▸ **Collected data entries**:

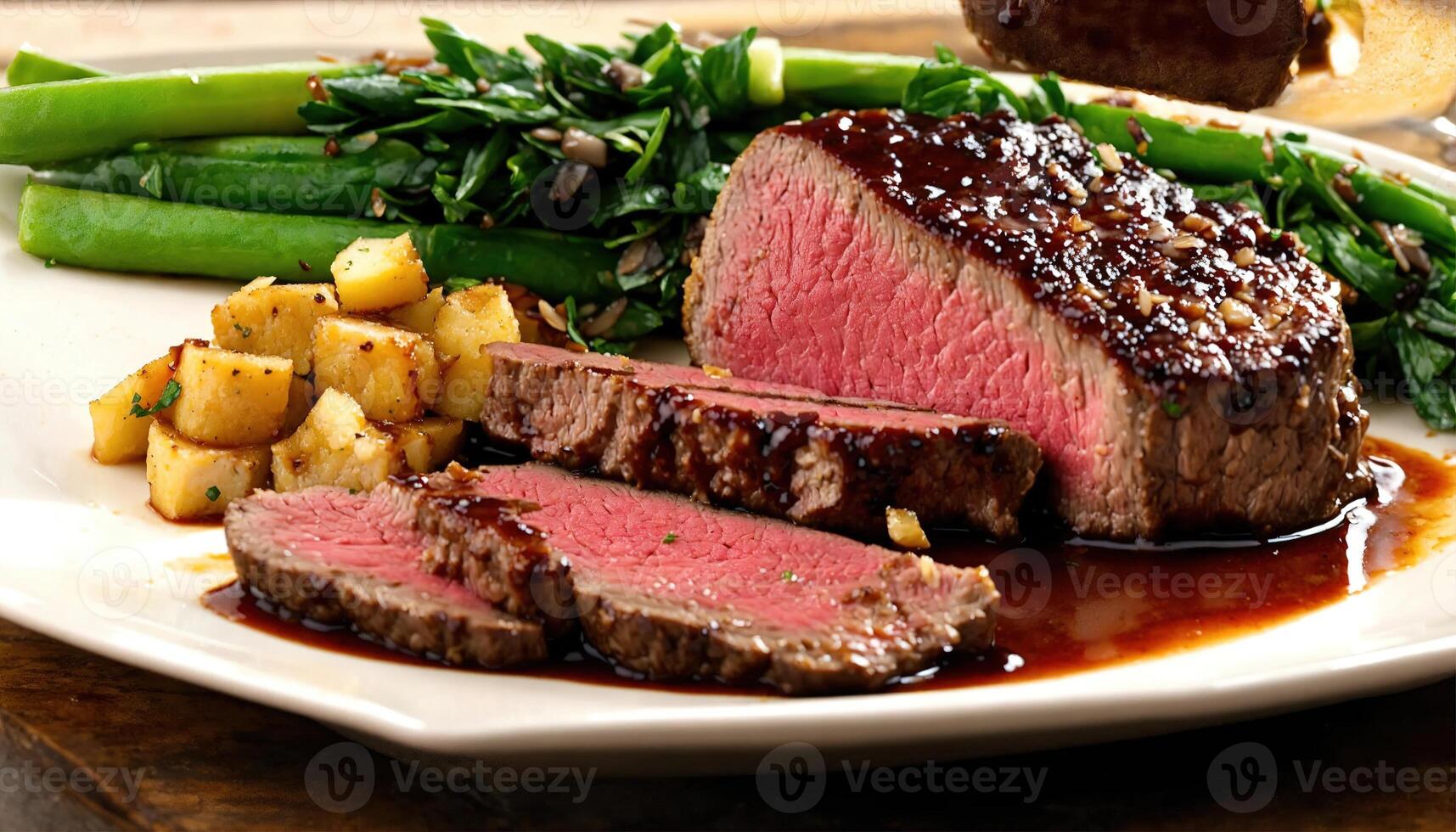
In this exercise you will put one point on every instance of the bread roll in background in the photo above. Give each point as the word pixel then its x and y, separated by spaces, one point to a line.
pixel 1385 60
pixel 1236 53
pixel 1404 66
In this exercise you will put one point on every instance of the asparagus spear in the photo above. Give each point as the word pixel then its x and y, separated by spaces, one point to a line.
pixel 34 67
pixel 846 79
pixel 65 120
pixel 285 175
pixel 134 233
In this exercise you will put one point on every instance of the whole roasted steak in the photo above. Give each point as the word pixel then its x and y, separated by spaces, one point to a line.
pixel 775 449
pixel 1181 364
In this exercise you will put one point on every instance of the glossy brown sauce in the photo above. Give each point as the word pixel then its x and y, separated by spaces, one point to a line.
pixel 1172 286
pixel 1071 606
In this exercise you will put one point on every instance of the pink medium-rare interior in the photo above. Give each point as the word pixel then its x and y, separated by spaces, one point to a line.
pixel 649 372
pixel 664 547
pixel 366 537
pixel 847 416
pixel 814 295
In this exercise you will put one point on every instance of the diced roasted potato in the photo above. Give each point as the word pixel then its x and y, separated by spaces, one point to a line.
pixel 470 319
pixel 335 447
pixel 274 319
pixel 117 436
pixel 379 273
pixel 429 443
pixel 230 398
pixel 301 401
pixel 419 317
pixel 391 372
pixel 191 480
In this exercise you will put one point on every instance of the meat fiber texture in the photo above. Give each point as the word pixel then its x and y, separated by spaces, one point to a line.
pixel 1181 366
pixel 356 559
pixel 676 589
pixel 775 449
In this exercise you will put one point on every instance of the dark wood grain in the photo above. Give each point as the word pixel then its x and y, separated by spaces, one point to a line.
pixel 216 762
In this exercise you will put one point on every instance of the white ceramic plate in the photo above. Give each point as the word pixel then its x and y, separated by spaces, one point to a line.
pixel 89 565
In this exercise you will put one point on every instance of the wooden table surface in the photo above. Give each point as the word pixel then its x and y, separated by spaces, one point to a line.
pixel 205 761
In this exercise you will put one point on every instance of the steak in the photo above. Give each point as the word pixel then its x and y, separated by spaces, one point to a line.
pixel 1181 366
pixel 775 449
pixel 1225 51
pixel 352 559
pixel 676 589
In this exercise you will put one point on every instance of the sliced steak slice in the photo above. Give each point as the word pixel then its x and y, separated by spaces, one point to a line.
pixel 775 449
pixel 1180 364
pixel 677 589
pixel 352 559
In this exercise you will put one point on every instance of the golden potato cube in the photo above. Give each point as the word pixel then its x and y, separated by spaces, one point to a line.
pixel 379 273
pixel 419 317
pixel 117 436
pixel 391 372
pixel 335 447
pixel 274 319
pixel 301 401
pixel 191 480
pixel 230 398
pixel 429 443
pixel 470 319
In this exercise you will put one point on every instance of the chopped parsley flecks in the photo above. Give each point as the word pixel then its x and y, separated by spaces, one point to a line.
pixel 169 395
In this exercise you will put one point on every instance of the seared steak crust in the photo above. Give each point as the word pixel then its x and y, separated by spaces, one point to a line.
pixel 784 452
pixel 676 589
pixel 1180 364
pixel 347 559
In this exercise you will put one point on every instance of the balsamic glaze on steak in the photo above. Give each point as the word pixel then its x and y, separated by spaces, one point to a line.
pixel 1126 256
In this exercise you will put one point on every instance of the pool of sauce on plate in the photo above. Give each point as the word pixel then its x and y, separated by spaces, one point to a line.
pixel 1073 606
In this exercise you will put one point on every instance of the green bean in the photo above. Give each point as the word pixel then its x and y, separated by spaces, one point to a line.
pixel 30 66
pixel 132 233
pixel 66 120
pixel 1213 155
pixel 285 175
pixel 846 79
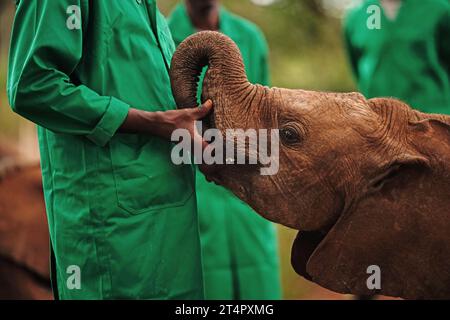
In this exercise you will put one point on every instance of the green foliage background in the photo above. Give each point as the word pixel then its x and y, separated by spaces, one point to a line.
pixel 306 52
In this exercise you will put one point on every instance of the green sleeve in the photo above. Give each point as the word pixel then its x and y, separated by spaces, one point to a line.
pixel 443 40
pixel 44 54
pixel 351 52
pixel 264 62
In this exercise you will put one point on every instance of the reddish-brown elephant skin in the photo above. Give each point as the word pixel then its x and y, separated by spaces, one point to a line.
pixel 24 240
pixel 366 182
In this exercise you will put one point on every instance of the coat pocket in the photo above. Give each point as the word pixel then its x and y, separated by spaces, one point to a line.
pixel 145 177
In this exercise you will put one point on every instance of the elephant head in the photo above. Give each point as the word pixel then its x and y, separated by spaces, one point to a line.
pixel 366 182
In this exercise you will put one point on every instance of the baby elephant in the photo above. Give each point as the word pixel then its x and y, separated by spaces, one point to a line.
pixel 367 182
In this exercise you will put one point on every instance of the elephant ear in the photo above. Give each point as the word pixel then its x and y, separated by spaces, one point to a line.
pixel 399 227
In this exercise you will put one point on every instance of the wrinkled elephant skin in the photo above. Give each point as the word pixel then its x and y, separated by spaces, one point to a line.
pixel 366 182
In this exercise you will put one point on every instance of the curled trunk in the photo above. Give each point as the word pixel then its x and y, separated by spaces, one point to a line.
pixel 226 73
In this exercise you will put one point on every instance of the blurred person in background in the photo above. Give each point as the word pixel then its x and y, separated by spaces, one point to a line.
pixel 93 75
pixel 239 248
pixel 407 56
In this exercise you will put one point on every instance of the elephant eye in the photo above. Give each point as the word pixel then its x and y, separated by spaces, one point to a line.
pixel 290 135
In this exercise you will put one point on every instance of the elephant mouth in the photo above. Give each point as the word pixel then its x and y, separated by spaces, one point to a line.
pixel 303 248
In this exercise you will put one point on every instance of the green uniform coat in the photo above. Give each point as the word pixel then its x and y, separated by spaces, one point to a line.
pixel 407 58
pixel 118 210
pixel 239 248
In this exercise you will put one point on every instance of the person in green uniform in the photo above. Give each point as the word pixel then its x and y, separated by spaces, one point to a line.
pixel 239 248
pixel 93 75
pixel 401 49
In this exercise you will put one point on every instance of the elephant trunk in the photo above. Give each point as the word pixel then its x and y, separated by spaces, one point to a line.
pixel 226 73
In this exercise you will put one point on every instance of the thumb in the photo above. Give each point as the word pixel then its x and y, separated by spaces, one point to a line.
pixel 203 110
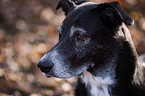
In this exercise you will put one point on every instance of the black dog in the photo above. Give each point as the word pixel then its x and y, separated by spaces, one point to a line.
pixel 95 45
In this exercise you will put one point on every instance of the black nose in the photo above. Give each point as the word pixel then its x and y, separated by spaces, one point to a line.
pixel 45 66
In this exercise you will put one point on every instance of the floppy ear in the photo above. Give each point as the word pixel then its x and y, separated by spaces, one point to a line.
pixel 78 2
pixel 112 15
pixel 67 6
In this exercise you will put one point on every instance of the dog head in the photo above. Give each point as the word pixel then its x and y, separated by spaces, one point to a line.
pixel 87 38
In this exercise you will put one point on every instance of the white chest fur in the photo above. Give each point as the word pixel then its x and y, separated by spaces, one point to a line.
pixel 98 86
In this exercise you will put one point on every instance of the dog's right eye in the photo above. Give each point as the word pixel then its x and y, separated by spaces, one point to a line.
pixel 81 35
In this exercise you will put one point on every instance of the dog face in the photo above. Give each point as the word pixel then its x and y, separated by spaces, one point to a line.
pixel 86 39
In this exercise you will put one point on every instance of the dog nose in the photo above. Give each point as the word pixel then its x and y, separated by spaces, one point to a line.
pixel 45 66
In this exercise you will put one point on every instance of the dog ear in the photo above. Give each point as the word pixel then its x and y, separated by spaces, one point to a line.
pixel 112 14
pixel 67 6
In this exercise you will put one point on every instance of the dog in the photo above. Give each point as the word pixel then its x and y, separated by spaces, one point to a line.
pixel 95 46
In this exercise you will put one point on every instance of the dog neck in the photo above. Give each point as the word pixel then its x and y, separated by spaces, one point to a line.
pixel 97 86
pixel 118 76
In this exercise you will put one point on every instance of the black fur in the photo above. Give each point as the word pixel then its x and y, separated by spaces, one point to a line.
pixel 108 39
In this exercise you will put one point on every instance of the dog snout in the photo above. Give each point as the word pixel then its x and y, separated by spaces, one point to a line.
pixel 45 66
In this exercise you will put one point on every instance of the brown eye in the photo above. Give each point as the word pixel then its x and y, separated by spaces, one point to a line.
pixel 81 35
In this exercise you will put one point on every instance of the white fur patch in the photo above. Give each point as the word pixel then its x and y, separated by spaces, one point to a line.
pixel 98 86
pixel 75 29
pixel 59 29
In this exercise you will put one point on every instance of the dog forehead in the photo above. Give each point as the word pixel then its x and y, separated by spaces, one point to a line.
pixel 76 14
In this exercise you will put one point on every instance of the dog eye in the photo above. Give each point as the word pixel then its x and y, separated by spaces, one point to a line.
pixel 81 35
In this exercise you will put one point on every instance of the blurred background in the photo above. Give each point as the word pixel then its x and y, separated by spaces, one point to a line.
pixel 28 29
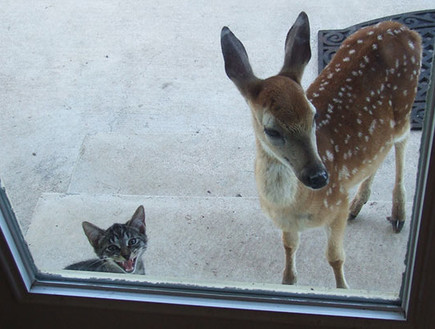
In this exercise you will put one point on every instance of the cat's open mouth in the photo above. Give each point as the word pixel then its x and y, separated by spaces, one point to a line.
pixel 128 266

▸ **Task requirements**: In the rows above, copy out without any change every line, starting with the line that contains "the green foliage" and going on through the line that contains "pixel 407 56", with both of those lines included.

▸ **Written answer**:
In this exercise you will put one point on every instance of the green foliage background in the photo above. Give each point as the word pixel then its x and y, separated by spaces, one point to a line.
pixel 306 52
In this exercise you will put one point on every instance of the green sleeve in the photo above. Give each point as the word pixel then its x and y, separated by spaces, one point to a line.
pixel 443 40
pixel 44 54
pixel 351 52
pixel 264 62
In this exercise you will put one point on every instance of the reddish-brown elephant skin in the photo above. Give each point as the word pixel then its x and y, separated by spaces, one point to a line.
pixel 24 240
pixel 366 182
In this exercise you will put one point on every instance of the coat pocket in the photo above. Give each point as the word pixel then its x and y, separated by spaces, one point to a line.
pixel 145 177
In this exercise you will put one point on every instance of the elephant head in the photo above. Give each point as the word pixel then its x and y, separated by spaces, one point to a line.
pixel 366 182
In this exercise you will put one point on every instance of the baby elephant in the photo above. Give each point as the word pixel then its x and y, separated by spaces, one point to a line.
pixel 367 182
In this exercise you will put one point on every instance of the elephant ear in the photo above. Give each point as the word pixel then its x and y, separated by spaces, one point to a line.
pixel 399 227
In this exercise you will put one point on every instance of the wrinkled elephant skin in the photo above. Give each point as the word pixel then its x and y, separated by spaces, one point to a line.
pixel 366 182
In this exercise you will put one point on every instance of the curled trunk in the photo above. Give each point as the word pixel then its x and y, separated by spaces, one point to a line.
pixel 226 73
In this exercise you will put one point on every instance of the blurred person in background in the photo above. Give each point as the word pixel then its x and y, separated by spaces, one point to a line.
pixel 93 75
pixel 239 248
pixel 407 56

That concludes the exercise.